╭─ DATA ROWS

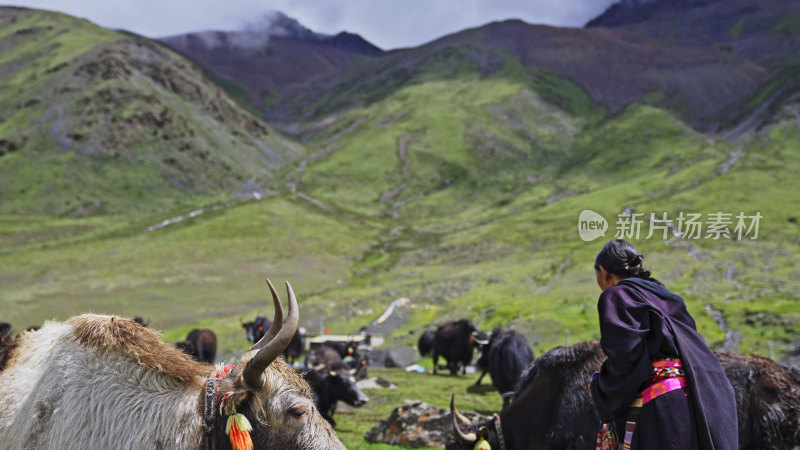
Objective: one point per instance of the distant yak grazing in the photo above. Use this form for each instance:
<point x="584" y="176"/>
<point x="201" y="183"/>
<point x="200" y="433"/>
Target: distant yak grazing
<point x="553" y="407"/>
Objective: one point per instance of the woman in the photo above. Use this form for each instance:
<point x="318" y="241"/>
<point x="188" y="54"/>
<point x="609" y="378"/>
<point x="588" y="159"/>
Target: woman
<point x="661" y="386"/>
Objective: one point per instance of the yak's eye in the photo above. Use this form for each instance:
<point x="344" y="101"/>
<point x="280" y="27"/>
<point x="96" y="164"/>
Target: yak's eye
<point x="298" y="411"/>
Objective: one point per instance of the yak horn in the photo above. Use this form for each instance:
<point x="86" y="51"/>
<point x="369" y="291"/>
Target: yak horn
<point x="274" y="342"/>
<point x="469" y="438"/>
<point x="277" y="320"/>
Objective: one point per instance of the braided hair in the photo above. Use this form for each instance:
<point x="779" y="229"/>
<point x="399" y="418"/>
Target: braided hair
<point x="621" y="258"/>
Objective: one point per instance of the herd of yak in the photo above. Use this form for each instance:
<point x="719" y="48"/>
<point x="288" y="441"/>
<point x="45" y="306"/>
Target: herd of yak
<point x="545" y="400"/>
<point x="552" y="407"/>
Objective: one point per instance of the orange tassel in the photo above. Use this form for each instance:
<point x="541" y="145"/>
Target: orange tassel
<point x="238" y="430"/>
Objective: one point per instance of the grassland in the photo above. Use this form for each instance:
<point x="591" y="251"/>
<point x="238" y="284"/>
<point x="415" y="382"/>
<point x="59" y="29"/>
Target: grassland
<point x="453" y="185"/>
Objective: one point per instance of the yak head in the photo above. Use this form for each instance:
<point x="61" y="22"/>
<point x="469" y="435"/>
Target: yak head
<point x="275" y="399"/>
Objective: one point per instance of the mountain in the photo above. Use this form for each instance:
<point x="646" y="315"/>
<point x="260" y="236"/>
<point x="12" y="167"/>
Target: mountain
<point x="615" y="71"/>
<point x="272" y="59"/>
<point x="633" y="11"/>
<point x="451" y="175"/>
<point x="764" y="31"/>
<point x="93" y="120"/>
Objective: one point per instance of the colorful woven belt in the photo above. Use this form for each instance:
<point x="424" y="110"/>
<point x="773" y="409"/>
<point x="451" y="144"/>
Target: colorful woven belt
<point x="668" y="376"/>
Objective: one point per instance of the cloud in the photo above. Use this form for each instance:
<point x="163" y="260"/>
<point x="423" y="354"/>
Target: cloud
<point x="386" y="23"/>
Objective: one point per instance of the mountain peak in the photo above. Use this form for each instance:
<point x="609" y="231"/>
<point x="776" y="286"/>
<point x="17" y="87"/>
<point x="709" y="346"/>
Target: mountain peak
<point x="631" y="11"/>
<point x="278" y="24"/>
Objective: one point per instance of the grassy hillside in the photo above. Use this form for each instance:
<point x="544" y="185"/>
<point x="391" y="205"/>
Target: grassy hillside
<point x="455" y="182"/>
<point x="93" y="120"/>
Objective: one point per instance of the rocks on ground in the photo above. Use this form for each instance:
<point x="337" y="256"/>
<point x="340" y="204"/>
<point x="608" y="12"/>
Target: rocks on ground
<point x="417" y="424"/>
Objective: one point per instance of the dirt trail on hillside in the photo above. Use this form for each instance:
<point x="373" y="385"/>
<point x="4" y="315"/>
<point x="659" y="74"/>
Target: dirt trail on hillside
<point x="403" y="143"/>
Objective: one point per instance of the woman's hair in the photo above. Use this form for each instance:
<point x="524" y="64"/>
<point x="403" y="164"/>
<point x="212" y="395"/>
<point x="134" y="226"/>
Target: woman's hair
<point x="621" y="258"/>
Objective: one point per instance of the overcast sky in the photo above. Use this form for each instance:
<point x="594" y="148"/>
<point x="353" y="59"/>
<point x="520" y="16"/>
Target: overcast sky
<point x="386" y="23"/>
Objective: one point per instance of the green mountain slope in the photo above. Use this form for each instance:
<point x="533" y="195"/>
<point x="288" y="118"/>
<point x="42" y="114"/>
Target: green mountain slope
<point x="455" y="182"/>
<point x="615" y="71"/>
<point x="99" y="121"/>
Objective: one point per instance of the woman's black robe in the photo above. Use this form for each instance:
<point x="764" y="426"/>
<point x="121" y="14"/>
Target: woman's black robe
<point x="634" y="332"/>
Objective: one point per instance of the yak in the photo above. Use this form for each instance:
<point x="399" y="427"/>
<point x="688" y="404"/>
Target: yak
<point x="333" y="384"/>
<point x="505" y="356"/>
<point x="200" y="345"/>
<point x="452" y="341"/>
<point x="98" y="381"/>
<point x="553" y="408"/>
<point x="321" y="356"/>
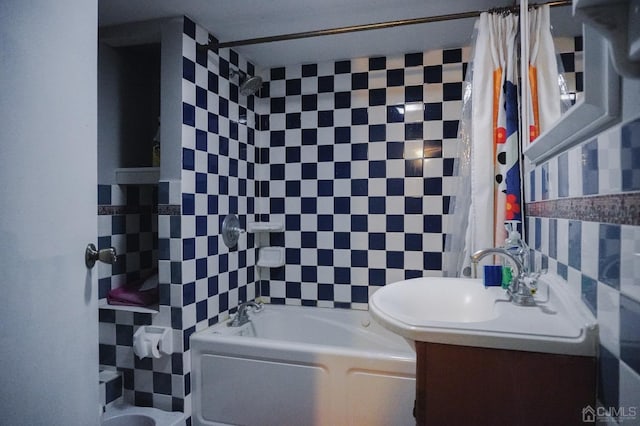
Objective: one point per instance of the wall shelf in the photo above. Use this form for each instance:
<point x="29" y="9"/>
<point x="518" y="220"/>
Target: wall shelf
<point x="265" y="227"/>
<point x="137" y="175"/>
<point x="270" y="257"/>
<point x="153" y="309"/>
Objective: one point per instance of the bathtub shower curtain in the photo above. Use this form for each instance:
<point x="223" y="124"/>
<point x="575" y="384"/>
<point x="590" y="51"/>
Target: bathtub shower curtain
<point x="489" y="166"/>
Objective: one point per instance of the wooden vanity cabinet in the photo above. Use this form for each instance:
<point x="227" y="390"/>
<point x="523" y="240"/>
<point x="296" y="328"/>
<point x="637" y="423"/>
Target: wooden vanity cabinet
<point x="462" y="385"/>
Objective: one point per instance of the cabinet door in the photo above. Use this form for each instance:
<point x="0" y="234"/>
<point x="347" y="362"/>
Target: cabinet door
<point x="468" y="385"/>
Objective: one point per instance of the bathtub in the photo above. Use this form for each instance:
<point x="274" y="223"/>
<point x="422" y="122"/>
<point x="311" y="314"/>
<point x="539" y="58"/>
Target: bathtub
<point x="302" y="366"/>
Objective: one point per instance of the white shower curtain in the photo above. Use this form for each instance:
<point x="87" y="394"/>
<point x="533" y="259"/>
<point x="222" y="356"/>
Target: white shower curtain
<point x="492" y="188"/>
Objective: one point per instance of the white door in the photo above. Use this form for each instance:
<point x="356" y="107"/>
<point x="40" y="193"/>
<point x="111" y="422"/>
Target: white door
<point x="48" y="301"/>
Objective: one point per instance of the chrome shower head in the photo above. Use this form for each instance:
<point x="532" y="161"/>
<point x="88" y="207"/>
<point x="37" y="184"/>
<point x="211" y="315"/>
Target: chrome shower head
<point x="247" y="85"/>
<point x="250" y="85"/>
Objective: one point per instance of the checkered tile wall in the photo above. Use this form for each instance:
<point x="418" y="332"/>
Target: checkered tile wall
<point x="584" y="225"/>
<point x="357" y="161"/>
<point x="354" y="157"/>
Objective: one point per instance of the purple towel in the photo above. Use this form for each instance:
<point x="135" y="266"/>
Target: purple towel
<point x="134" y="294"/>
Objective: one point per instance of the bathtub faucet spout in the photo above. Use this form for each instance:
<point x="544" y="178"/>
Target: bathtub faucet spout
<point x="242" y="317"/>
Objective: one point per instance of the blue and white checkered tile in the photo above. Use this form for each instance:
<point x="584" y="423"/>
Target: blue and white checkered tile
<point x="594" y="243"/>
<point x="360" y="158"/>
<point x="127" y="221"/>
<point x="217" y="179"/>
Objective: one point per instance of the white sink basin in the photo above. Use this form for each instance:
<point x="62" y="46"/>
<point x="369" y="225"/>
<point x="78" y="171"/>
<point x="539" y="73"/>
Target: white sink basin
<point x="461" y="311"/>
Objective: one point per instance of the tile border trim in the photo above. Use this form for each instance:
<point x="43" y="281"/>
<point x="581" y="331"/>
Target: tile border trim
<point x="622" y="209"/>
<point x="169" y="209"/>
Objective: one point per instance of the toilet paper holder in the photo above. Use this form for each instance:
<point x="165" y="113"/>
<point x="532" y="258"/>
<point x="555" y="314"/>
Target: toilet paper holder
<point x="152" y="341"/>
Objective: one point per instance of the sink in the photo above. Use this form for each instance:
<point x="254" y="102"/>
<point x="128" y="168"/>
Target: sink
<point x="423" y="300"/>
<point x="461" y="311"/>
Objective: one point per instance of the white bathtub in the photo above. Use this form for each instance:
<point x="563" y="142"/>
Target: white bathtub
<point x="302" y="366"/>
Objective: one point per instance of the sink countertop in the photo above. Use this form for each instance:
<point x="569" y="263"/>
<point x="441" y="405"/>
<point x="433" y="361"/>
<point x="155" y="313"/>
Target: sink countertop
<point x="557" y="324"/>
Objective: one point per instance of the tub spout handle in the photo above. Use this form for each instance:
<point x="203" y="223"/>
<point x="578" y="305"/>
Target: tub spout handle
<point x="242" y="317"/>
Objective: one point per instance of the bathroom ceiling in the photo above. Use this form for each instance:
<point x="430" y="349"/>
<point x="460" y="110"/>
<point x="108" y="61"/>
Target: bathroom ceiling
<point x="242" y="19"/>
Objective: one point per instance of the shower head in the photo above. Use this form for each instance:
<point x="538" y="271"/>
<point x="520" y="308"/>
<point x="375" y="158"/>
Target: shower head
<point x="248" y="85"/>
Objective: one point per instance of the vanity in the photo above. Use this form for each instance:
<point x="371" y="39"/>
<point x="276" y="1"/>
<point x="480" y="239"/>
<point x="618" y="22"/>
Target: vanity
<point x="483" y="360"/>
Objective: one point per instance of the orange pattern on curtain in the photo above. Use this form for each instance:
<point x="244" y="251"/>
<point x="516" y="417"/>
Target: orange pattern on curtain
<point x="499" y="136"/>
<point x="534" y="127"/>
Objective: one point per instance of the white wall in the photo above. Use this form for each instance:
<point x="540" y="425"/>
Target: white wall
<point x="48" y="305"/>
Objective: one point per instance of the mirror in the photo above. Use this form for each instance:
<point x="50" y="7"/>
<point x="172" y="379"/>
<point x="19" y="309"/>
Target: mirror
<point x="598" y="108"/>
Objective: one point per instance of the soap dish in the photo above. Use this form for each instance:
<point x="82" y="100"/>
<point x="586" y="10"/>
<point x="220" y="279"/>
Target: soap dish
<point x="271" y="257"/>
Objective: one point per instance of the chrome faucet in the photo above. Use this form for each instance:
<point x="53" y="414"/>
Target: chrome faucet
<point x="522" y="287"/>
<point x="242" y="317"/>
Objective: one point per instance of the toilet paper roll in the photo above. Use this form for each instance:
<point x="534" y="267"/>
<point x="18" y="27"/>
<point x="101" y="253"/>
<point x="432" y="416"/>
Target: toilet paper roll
<point x="146" y="342"/>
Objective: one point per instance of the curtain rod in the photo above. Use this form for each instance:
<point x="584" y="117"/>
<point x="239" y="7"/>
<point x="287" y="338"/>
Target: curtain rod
<point x="213" y="44"/>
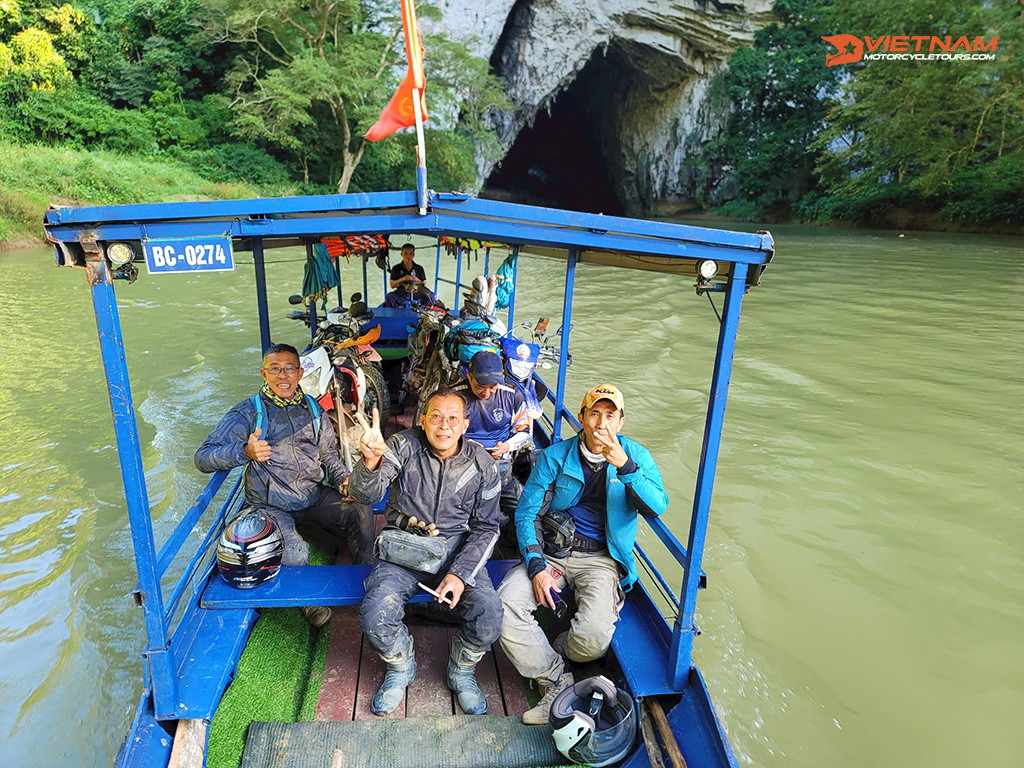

╰─

WRITTEN REQUEST:
Please pull out every line in the items above that contains the word "mirror" and copy each one.

EXERCISE OUTPUT:
Objective: one point per instance of the mirror in the photo above. Use this form for each instance:
Target: mirror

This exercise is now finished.